[Exercise tasks]
1. In the thread on nonlinear code writing, how do diffusion language models begin producing a response?
2. Return the part of the thread on nonlinear code writing between "That said, I" and "observation actually matters.", inclusive.
3. Write the next part of the thread on nonlinear code writing, picking up after its final sentence.

There is something deep in this observation. When I reflect on how I write code, sometimes it’s backwards. Sometimes I start with the data and work back through to the outer functions, unnesting as I go. Sometimes I start with the final return and work back to the inputs. I notice sometimes LLMs should work this way, but can’t. So they end up rewriting from the start.
Makes me wonder if future llms will be composing nonlinear things and be able to work in non-token-order spaces temporarily, or will have a way to map their output back to linear token order. I know nonlinear thinking is common while writing code though. current llms might be hiding a deficit by having a large and perfect context window.
Yes, there are already diffusion language models, which start with paragraphs of gibberish and evolve them into a refined response as a whole unit.
Right, but that smoothly(ish) resolves all at the same time. That might be sufficient, but it isn't actually replicating the thought process described above. That non-linear thinking is different than diffuse thinking. Resolving in a web around a foundation seems like it would be useful for coding (and other structured thinking, in general).
With enough resolution and appropriately chosen transformation steps, it is equivalent. E.g., the diffusion could focus on one region and then later focus on another, and it's allowed to undo the effort it did in one region. Nothing architecturally prohibits that solution style from emerging.
The choice of transformation steps to facilitate this specific diffuse approach seems like a non-trivial problem. It doesn't follow such an organic solution would emerge at all, now, does it?
The pattern ", now, " is indicative of a sort of patronization I don't normally engage with, but, yes, you're correct.
In some measure of agreeing with you: For other classes of models we know for a fact that there exist problems which can be solved by those architectures and which can't be trained using current techniques. It doesn't feel like a huge stretch that such training-resistent data might exist for diffusion models.
That said, I still see three problems. Notably, the current ancestral chain of inquiry seems to care about the model and not the training process, so the point is moot. Secondarily, in other similar domains (like soft circuits) those organic solutions do seem to emerge, suggesting (but not proving) that the training process _is_ up to par. Lastly, in other related domains, when such a solution doesn't emerge it ordinarily happens because some simpler methodology achieves better results, meaning that even with individual data points suggesting that diffusion solutions don't model that sort of linearity you still need to work a little bit to prove that such an observation actually matters.

[Extracted data]
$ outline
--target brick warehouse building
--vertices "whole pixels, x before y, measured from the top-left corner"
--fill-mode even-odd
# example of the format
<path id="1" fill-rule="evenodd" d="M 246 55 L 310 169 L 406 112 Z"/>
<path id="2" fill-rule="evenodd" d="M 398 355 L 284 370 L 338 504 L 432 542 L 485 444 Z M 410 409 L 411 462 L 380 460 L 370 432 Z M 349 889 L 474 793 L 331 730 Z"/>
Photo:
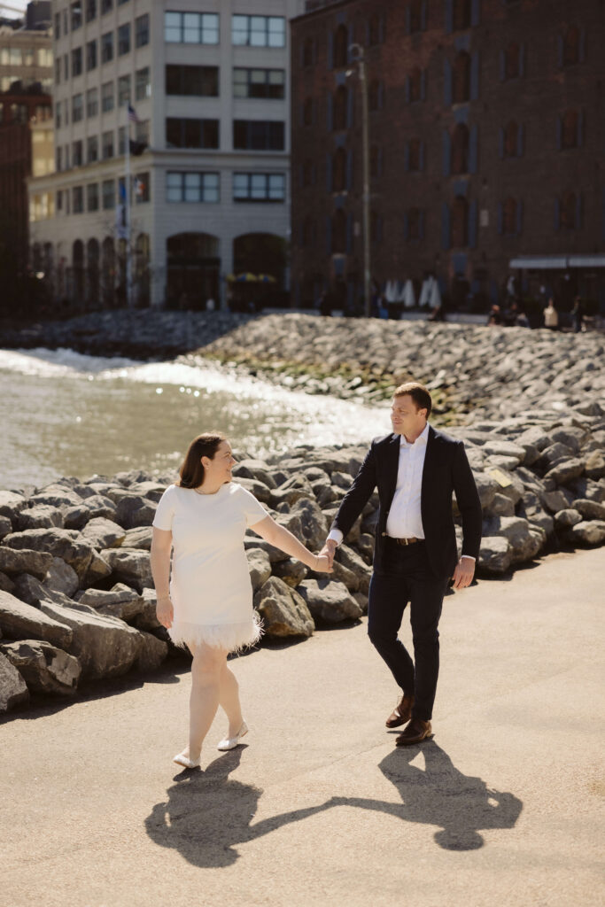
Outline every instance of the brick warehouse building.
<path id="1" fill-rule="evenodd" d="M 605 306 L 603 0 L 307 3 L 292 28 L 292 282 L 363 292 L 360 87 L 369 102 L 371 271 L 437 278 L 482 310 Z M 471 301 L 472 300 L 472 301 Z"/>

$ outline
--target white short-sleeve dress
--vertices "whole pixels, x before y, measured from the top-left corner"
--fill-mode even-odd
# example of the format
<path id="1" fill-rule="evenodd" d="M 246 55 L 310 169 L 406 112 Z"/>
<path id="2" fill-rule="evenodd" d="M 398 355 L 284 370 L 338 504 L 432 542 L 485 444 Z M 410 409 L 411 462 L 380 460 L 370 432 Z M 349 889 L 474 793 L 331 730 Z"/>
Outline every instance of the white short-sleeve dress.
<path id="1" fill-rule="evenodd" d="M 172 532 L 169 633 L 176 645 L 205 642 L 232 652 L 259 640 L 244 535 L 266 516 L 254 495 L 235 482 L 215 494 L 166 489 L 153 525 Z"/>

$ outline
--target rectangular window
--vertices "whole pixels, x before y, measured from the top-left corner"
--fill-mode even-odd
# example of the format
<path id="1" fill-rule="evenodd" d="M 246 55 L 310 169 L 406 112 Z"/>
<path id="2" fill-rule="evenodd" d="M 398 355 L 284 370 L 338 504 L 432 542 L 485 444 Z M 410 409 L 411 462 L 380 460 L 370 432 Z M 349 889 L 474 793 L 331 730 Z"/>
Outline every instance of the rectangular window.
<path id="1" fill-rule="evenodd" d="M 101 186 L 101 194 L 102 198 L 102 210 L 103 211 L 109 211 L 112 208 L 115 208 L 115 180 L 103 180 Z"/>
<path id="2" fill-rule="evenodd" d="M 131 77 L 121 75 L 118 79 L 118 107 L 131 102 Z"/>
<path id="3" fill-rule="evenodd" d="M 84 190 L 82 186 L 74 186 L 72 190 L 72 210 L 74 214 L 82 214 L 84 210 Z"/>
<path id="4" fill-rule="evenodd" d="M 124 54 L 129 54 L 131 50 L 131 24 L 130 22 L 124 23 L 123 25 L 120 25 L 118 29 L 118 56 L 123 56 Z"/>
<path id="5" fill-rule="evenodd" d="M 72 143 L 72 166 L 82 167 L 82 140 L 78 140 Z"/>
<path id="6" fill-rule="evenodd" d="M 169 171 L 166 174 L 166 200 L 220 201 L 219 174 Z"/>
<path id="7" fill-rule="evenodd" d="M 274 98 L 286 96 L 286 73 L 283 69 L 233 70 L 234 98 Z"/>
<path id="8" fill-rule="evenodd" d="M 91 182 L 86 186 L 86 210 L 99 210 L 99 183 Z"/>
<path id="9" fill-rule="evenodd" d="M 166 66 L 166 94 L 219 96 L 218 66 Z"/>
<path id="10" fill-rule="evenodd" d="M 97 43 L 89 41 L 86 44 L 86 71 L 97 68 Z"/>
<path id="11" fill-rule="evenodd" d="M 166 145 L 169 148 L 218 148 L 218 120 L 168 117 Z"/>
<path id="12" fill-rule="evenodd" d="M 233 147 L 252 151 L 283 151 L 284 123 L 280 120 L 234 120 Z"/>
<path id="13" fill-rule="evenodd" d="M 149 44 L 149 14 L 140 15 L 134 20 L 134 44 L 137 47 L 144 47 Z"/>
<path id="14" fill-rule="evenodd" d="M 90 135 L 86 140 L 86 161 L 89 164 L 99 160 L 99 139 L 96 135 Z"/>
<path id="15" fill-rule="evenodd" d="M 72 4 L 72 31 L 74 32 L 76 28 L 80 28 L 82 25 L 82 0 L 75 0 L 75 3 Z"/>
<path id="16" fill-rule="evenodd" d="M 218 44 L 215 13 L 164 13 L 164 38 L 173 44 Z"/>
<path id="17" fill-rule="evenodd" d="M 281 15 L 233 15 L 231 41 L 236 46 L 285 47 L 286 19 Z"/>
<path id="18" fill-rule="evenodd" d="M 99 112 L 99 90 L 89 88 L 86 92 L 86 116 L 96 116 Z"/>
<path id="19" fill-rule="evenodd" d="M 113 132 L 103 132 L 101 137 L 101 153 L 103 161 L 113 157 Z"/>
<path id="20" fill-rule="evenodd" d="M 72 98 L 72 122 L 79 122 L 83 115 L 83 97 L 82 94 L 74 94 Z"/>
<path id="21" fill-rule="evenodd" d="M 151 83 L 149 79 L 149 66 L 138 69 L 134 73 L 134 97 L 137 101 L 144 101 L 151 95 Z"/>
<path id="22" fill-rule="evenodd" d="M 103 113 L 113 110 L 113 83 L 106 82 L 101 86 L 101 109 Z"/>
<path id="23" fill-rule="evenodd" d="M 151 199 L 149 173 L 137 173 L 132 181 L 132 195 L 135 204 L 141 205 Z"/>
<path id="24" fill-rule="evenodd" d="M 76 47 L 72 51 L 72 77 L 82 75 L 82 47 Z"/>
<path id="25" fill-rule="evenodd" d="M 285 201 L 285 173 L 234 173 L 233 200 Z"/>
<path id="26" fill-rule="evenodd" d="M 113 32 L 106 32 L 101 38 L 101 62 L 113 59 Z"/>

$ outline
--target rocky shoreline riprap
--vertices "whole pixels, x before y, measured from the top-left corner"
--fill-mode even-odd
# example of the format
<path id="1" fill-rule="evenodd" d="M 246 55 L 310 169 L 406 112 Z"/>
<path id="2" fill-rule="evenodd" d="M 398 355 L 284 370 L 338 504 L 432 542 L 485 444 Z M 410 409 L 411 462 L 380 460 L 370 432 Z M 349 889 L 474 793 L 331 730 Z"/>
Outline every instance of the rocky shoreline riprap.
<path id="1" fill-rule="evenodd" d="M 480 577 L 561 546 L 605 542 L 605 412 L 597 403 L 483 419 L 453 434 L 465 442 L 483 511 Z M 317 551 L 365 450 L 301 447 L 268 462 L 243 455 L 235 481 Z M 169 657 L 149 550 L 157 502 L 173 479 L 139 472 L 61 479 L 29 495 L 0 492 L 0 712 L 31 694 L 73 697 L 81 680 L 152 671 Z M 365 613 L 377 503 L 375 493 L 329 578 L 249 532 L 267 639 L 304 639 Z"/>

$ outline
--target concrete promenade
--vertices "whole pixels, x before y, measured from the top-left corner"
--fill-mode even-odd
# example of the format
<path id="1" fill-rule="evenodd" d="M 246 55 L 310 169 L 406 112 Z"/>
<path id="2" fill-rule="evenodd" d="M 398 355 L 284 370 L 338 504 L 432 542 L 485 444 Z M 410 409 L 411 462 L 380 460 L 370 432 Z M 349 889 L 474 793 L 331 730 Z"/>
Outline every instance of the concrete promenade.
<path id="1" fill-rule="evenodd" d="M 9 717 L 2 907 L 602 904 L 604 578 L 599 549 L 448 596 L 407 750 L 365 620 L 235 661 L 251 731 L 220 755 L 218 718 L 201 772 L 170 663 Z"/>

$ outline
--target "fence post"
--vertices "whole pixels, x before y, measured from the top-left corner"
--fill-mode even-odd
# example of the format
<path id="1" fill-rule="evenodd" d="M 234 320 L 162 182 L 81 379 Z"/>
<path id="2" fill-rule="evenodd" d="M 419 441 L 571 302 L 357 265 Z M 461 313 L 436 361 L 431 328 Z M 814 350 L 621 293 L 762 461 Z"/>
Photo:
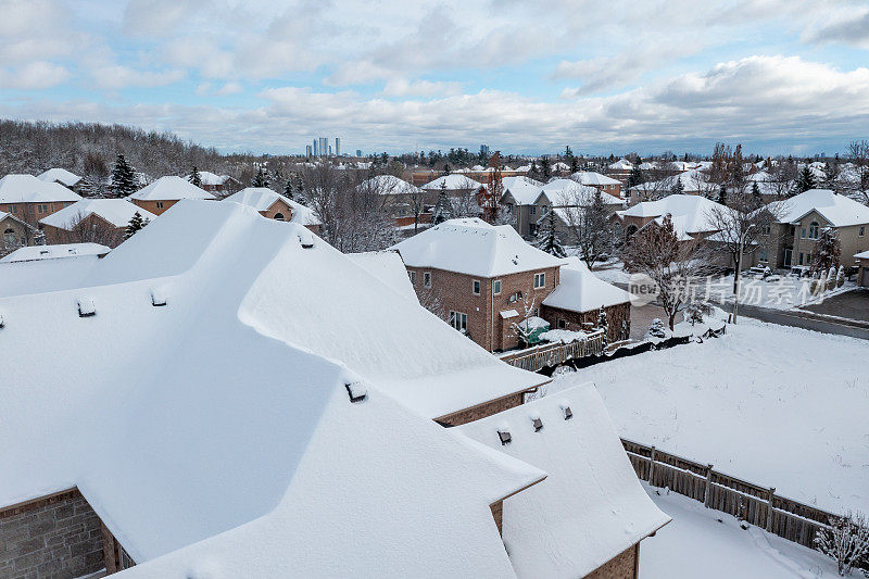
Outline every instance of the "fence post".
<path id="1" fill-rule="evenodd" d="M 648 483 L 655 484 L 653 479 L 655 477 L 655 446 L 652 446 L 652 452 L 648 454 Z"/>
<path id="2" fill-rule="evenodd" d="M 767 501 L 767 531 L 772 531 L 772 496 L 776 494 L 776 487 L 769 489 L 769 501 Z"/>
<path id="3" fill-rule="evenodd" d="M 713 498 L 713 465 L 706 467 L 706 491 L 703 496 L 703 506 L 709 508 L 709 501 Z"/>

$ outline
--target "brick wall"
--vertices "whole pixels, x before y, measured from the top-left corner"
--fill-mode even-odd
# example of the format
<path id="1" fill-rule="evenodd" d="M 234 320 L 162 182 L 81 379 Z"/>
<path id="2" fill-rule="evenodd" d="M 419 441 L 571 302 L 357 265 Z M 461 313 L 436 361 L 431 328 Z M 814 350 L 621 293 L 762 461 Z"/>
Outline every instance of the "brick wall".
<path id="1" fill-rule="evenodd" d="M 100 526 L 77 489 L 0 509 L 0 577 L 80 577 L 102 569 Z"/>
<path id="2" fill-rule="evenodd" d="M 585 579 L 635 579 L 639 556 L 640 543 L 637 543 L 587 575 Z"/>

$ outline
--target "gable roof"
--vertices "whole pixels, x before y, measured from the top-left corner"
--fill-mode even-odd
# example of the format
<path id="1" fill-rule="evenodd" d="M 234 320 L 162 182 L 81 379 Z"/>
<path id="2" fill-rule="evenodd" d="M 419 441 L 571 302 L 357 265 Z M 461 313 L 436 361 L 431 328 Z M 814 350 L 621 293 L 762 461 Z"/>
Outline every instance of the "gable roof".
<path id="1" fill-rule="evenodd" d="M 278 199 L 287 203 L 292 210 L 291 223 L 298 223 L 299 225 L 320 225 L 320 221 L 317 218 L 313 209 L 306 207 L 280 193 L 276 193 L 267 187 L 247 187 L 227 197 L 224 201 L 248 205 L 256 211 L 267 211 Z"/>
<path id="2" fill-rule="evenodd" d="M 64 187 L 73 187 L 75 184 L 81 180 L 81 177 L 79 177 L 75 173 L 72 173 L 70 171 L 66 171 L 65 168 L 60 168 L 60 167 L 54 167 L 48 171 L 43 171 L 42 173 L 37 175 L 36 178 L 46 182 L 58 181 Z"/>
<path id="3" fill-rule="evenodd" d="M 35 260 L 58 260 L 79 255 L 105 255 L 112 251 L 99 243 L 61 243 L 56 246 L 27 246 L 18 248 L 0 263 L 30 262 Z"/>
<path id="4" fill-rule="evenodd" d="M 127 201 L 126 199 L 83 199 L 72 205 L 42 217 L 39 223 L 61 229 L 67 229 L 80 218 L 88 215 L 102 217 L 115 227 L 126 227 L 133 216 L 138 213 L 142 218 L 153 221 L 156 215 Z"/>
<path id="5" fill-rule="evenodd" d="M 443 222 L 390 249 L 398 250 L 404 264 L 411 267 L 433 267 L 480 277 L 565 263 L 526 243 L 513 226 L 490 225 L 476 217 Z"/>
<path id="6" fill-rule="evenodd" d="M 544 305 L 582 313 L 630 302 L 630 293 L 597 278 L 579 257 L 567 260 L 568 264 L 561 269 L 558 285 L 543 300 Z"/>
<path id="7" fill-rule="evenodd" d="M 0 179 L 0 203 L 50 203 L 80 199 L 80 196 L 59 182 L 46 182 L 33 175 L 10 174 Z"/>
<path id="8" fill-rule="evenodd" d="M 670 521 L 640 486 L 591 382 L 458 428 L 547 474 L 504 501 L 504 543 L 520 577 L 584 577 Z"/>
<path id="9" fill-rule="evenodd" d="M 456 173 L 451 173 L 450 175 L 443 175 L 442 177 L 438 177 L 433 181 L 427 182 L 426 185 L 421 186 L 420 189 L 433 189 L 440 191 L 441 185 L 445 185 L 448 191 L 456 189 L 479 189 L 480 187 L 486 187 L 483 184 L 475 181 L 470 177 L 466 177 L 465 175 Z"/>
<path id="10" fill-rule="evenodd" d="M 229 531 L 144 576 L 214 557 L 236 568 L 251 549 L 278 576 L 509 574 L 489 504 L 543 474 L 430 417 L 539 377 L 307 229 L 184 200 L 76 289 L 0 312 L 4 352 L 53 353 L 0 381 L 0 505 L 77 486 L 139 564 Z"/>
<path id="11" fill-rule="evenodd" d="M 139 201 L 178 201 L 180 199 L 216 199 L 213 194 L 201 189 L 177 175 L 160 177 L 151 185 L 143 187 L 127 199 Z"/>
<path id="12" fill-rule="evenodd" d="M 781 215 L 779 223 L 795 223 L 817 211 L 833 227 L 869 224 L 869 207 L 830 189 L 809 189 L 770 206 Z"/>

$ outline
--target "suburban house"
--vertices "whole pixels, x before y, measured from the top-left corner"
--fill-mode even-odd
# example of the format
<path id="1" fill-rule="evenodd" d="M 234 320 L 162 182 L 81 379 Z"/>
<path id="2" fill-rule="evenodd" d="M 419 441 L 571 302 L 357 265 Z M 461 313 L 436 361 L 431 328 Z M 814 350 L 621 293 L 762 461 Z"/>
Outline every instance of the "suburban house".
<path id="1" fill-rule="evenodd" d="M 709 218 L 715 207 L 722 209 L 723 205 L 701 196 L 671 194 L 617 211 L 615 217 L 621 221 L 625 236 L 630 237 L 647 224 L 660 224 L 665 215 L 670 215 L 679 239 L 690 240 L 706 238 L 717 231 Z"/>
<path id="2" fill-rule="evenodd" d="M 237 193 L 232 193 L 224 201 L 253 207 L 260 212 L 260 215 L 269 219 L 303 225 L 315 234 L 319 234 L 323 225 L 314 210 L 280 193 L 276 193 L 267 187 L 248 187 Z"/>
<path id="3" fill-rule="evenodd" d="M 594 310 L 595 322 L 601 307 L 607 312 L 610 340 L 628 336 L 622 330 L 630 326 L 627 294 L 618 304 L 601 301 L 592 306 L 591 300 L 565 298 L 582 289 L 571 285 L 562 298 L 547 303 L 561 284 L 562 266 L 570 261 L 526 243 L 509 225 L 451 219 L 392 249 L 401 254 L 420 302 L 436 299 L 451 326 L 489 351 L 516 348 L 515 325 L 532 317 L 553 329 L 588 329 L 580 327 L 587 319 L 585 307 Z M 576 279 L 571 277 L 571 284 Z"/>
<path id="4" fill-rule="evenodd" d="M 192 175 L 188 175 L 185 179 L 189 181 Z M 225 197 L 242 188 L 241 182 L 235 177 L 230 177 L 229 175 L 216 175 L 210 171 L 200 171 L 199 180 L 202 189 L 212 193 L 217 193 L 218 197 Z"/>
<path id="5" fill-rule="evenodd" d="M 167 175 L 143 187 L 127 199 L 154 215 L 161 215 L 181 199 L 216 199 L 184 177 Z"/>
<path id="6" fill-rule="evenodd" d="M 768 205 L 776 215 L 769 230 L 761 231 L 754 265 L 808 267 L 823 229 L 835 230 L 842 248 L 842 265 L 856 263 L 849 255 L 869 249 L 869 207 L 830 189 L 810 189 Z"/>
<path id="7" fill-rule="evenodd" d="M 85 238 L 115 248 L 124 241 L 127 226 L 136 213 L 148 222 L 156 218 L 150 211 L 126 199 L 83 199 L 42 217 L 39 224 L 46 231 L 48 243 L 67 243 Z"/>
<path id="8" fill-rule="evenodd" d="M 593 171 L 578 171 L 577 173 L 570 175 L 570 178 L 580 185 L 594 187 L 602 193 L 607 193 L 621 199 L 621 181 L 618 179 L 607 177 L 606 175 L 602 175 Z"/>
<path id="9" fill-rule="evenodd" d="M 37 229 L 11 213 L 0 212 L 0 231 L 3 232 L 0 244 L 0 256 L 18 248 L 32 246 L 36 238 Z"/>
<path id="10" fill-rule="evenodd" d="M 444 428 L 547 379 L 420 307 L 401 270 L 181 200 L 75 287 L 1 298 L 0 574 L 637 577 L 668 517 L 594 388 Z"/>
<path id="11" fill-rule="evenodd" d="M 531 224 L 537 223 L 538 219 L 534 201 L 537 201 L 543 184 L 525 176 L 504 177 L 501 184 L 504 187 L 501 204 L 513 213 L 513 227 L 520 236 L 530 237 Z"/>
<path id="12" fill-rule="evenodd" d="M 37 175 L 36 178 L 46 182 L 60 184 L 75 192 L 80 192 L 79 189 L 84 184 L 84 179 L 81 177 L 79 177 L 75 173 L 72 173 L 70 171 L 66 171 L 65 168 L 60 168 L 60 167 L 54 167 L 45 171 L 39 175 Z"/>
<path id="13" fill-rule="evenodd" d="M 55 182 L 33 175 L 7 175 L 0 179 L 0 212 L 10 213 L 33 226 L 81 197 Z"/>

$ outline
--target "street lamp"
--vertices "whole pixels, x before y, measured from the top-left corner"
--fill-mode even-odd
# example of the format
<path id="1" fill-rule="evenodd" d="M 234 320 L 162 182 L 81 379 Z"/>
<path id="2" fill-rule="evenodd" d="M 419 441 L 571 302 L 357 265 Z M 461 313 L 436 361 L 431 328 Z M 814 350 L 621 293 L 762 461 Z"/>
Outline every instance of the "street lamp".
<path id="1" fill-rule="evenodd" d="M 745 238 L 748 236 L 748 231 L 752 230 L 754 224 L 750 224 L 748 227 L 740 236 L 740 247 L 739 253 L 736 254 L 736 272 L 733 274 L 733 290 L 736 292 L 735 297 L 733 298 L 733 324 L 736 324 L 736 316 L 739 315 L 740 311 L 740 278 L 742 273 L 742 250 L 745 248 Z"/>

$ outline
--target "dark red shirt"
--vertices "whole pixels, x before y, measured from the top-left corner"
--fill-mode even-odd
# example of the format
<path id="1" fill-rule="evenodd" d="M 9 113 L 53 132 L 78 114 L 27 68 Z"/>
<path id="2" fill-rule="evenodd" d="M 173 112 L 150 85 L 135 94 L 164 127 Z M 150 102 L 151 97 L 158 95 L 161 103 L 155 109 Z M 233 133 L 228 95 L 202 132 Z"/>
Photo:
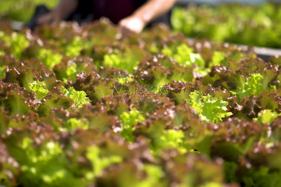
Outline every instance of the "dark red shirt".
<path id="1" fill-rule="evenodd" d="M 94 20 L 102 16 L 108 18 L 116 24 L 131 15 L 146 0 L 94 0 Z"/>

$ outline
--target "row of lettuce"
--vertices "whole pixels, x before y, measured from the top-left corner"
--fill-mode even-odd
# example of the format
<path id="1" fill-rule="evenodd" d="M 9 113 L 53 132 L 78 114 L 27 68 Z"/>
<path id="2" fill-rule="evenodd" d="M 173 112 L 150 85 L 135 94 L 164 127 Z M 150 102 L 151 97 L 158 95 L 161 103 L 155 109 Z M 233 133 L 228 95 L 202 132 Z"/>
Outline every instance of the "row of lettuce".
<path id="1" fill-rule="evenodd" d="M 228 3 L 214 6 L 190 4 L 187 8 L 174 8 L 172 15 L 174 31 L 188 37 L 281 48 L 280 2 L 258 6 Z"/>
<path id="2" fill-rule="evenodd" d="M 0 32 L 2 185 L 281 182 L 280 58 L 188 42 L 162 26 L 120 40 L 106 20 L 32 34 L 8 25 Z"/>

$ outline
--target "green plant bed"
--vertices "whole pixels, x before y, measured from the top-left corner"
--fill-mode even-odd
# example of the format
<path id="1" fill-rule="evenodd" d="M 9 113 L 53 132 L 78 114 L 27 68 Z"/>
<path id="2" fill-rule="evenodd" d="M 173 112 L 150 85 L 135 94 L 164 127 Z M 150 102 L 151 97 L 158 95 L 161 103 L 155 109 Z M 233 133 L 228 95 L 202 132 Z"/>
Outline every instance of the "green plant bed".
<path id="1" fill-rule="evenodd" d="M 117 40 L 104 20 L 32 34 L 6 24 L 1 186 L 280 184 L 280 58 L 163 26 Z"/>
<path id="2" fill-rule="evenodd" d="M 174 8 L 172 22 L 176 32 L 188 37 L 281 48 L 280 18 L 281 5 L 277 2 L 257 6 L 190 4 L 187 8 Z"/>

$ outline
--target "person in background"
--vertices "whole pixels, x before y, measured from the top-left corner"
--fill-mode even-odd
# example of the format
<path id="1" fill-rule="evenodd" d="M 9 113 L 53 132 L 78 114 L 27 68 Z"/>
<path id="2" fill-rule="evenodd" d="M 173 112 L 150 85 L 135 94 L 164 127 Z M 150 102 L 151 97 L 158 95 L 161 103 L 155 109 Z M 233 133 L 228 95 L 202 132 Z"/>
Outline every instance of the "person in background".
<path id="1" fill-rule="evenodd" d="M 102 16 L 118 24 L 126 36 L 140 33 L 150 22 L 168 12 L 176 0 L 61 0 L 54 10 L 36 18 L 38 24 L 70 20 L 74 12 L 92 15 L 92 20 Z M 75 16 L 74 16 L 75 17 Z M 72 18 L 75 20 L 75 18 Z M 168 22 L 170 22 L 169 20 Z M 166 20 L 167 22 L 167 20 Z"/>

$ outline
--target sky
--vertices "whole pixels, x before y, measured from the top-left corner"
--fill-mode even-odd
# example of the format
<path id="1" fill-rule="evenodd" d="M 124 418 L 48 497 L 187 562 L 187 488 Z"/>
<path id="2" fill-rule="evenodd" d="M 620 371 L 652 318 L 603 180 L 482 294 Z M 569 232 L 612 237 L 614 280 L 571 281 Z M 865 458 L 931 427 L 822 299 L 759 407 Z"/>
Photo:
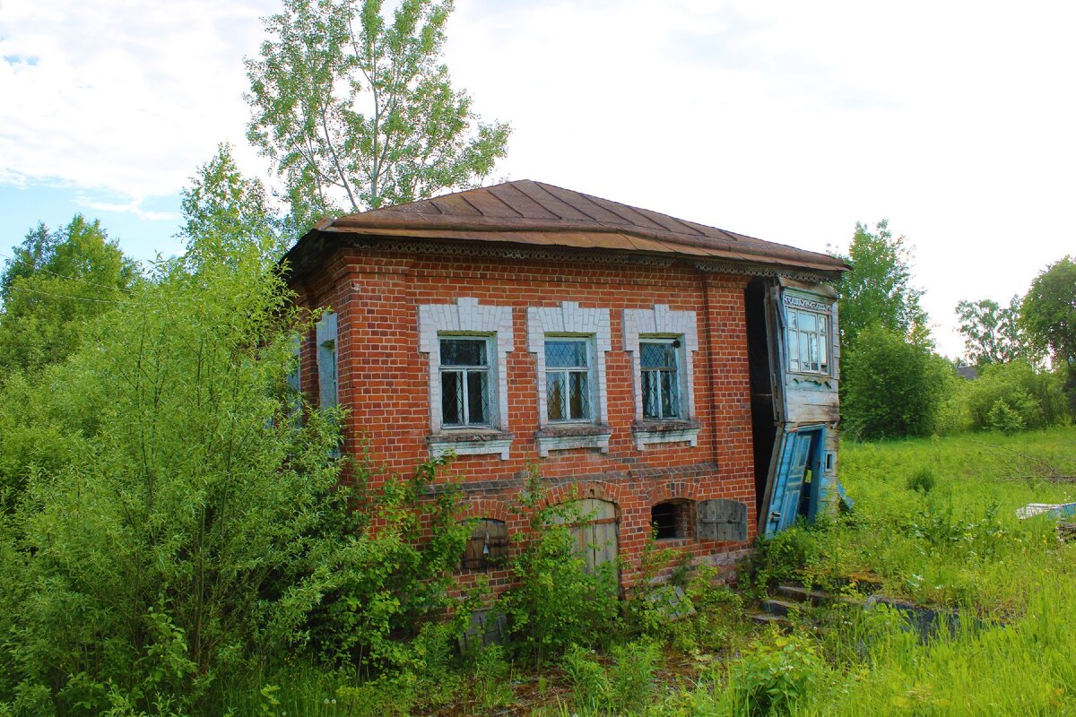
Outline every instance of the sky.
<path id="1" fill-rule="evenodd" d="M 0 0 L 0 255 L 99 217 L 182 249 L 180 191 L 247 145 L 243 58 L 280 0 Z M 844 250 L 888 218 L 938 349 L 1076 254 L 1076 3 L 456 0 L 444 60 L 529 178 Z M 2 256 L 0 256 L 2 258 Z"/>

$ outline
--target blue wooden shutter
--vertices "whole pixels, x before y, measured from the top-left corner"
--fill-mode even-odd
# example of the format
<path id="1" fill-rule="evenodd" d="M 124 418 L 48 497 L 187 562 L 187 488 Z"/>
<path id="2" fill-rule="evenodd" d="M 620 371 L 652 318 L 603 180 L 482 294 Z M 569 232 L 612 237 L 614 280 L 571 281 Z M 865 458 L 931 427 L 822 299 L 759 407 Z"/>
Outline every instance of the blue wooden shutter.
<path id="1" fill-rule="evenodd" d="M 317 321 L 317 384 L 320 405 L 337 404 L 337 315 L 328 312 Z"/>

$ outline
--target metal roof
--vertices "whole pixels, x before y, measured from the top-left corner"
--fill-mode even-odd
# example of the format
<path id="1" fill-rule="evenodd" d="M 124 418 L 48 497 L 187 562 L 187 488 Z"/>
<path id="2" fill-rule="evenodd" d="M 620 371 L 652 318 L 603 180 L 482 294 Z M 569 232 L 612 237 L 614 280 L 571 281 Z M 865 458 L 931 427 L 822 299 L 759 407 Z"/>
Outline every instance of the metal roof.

[Expected responses]
1. They start with paragraphs of gibberish and evolve them into a refined response as a whole unit.

2.
That said, I still see three problems. Notably, the current ancestral chain of inquiry seems to care about the model and not the training process, so the point is moot. Secondarily, in other similar domains (like soft circuits) those organic solutions do seem to emerge, suggesting (but not proving) that the training process _is_ up to par. Lastly, in other related domains, when such a solution doesn't emerge it ordinarily happens because some simpler methodology achieves better results, meaning that even with individual data points suggesting that diffusion solutions don't model that sort of linearity you still need to work a little bit to prove that such an observation actually matters.

3.
The process of developing software involves this kind of non-linear code editing. When you learn to do something (and the same should go for code, even if sometimes people don't get this critical level of instruction), you don't just look at the final result: you watch people construct the result. The process of constructing code involves a temporarily linear sequence of operations on a text file, but your cursor is bouncing around as you put in commands that move your cursor through the file. We don't have the same kind of copious training data for it, but thereby what we really need to do is to train models not on code, but on all of the input that goes into a text editor. (If we concentrate on software developers that are used to do doing work entirely in a terminal this can be a bit easier, as we can then just essentially train the model on all of the keystrokes they press.)
I think long term LLMs should directly generate Abstract Syntax Trees. But this is hard now because all the training data is text code.
The training data is text code that can be compiled, though, so the training data can also easily be an Abstract Syntax Tree.
It's possible that LLMs build ASTs internally for programming. I have no 1st hand data on this, but it would not surprise me at all.
LLMs don't have memory, so they can't build anything. Insofar as they produce correct results, they have implicit structures corresponding to ASTs built into their networks during training time.
There's a fair amount of experimental work happening trying different parsing and resolution procedures such that the training data reflects an AST and or predicts nodes in an AST as an in-filling capability.
Do you know if any such experimental work is using a special tokenizer for example in Lisp a special token for left or right parenthesis?
> Sometimes I start with the final return and work back to the inputs.
Shouldn't be hard to train a coding LLM to do this too by doubling the training time: train the LLM both forwards and backwards across the training data.
GP is talking about the nonlinear way that software engineers think, reason, and write down code. Simply doing the same thing but backwards provides no benefit.